● Entries about locating named things
****************
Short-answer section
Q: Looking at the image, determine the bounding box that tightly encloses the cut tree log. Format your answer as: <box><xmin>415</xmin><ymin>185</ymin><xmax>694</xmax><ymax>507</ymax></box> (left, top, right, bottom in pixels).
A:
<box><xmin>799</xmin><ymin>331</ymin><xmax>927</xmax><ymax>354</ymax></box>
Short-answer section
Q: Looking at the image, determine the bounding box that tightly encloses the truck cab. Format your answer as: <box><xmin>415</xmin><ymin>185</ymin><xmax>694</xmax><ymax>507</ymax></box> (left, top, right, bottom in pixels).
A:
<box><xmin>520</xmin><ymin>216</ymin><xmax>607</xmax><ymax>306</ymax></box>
****************
● STATED GOAL
Locate each line of the data that contains the word "your" and copy those lines. Case counts.

● SOLUTION TO THIS PROBLEM
Q: Looking at the image, determine the bounding box that tightly encloses the cut tree log. Format your answer as: <box><xmin>415</xmin><ymin>185</ymin><xmax>694</xmax><ymax>507</ymax></box> (left, top, right, bottom in pixels).
Q: Looking at the image, determine the bounding box that tightly encloses the truck cab. Format your answer as: <box><xmin>415</xmin><ymin>185</ymin><xmax>694</xmax><ymax>507</ymax></box> (left, top, right, bottom in pixels).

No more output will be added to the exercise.